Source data
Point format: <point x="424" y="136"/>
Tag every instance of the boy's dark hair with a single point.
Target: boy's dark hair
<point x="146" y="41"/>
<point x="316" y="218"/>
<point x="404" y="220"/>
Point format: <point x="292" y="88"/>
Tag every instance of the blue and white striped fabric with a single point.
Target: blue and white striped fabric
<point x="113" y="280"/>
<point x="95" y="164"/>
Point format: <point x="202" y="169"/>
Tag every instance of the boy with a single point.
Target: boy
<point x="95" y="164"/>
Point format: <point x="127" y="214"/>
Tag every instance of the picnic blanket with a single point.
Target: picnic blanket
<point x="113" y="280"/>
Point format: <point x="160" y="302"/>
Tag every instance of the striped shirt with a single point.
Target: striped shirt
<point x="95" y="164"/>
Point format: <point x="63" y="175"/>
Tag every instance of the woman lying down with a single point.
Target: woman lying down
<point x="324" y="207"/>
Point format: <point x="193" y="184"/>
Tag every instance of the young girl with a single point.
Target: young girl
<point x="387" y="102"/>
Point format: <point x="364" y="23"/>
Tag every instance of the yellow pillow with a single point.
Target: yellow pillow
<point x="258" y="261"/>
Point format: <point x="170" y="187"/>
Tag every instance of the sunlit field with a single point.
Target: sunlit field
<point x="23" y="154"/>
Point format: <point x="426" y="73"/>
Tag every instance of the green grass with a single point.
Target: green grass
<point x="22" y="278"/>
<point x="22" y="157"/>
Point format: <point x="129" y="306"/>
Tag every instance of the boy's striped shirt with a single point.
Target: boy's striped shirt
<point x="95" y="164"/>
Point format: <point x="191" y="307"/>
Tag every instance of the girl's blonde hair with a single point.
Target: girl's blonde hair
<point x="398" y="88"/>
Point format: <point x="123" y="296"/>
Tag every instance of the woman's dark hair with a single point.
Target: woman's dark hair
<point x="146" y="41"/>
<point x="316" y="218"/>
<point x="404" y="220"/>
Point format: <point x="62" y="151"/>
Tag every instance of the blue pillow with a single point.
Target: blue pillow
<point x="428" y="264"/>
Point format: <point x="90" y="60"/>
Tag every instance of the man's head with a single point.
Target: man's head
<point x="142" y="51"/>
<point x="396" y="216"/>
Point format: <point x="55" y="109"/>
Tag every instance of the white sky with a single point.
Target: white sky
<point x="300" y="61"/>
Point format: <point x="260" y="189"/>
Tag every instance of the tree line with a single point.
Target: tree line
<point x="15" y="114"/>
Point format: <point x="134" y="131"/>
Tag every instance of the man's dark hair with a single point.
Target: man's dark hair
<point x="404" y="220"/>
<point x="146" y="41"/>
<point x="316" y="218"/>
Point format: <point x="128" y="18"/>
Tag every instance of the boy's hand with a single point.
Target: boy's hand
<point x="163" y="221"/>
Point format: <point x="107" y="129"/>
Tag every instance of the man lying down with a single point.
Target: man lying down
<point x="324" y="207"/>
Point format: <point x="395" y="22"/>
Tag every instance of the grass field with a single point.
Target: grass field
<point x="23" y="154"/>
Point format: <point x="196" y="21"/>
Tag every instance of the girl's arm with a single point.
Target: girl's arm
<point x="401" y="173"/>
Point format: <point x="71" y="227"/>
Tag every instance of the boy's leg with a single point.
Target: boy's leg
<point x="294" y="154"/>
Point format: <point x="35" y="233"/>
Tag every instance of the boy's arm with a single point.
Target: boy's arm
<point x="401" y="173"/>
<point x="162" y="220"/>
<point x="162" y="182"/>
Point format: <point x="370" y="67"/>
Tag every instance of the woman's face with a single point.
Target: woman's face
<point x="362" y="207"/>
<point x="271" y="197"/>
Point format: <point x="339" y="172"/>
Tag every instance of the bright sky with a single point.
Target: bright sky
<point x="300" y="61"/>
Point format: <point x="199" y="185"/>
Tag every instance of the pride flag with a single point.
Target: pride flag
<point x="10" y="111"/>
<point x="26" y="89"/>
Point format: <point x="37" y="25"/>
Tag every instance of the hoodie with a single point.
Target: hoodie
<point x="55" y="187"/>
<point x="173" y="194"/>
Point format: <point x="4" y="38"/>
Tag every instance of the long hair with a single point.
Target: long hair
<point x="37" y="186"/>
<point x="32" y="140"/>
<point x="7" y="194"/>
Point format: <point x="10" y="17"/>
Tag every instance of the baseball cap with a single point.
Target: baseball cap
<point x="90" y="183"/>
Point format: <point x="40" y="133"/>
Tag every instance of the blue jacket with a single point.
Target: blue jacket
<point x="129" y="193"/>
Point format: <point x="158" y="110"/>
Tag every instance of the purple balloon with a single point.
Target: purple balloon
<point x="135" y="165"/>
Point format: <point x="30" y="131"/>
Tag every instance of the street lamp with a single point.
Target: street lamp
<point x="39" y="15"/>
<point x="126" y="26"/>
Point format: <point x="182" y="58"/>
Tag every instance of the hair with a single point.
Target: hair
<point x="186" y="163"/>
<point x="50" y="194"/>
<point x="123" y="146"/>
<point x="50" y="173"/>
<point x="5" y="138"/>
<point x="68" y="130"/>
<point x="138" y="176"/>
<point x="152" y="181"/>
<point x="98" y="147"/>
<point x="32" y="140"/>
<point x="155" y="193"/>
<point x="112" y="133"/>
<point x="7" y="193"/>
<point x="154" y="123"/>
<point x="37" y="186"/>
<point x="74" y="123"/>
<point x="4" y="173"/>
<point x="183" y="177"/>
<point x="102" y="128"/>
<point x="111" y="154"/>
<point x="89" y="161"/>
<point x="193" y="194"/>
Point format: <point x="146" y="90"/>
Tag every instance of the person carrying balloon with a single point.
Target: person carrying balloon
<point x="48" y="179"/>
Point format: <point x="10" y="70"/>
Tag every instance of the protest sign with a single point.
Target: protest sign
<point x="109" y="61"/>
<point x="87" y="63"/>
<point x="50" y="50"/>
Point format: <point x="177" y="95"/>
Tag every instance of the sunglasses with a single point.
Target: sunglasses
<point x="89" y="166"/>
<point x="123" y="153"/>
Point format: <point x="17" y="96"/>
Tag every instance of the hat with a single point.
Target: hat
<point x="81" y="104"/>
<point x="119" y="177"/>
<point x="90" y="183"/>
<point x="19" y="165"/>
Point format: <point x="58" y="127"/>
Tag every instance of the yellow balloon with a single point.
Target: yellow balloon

- **What the task asks**: What you give back must be the stretch above, starting at the line with "Tag every instance of the hoodie" and ending at the line with "Tag every instance of the hair", copied exactly.

- **Final answer**:
Tag every instance of the hoodie with a single point.
Target: hoodie
<point x="55" y="187"/>
<point x="173" y="194"/>
Point format: <point x="4" y="38"/>
Tag every instance of the long hair with a single point.
Target: long hair
<point x="37" y="186"/>
<point x="32" y="140"/>
<point x="7" y="194"/>
Point format: <point x="10" y="17"/>
Tag every instance of the baseball cap with a single point.
Target: baseball cap
<point x="90" y="183"/>
Point format: <point x="40" y="133"/>
Tag every instance of the blue jacket with a single point.
Target: blue jacket
<point x="129" y="193"/>
Point format: <point x="158" y="110"/>
Tag every instance of the purple balloon with a single point.
Target: purple balloon
<point x="135" y="165"/>
Point format: <point x="30" y="131"/>
Tag every instance of the street lamp with a single point.
Target: street lamp
<point x="39" y="15"/>
<point x="126" y="26"/>
Point format: <point x="182" y="58"/>
Tag every instance of the hair with a single point.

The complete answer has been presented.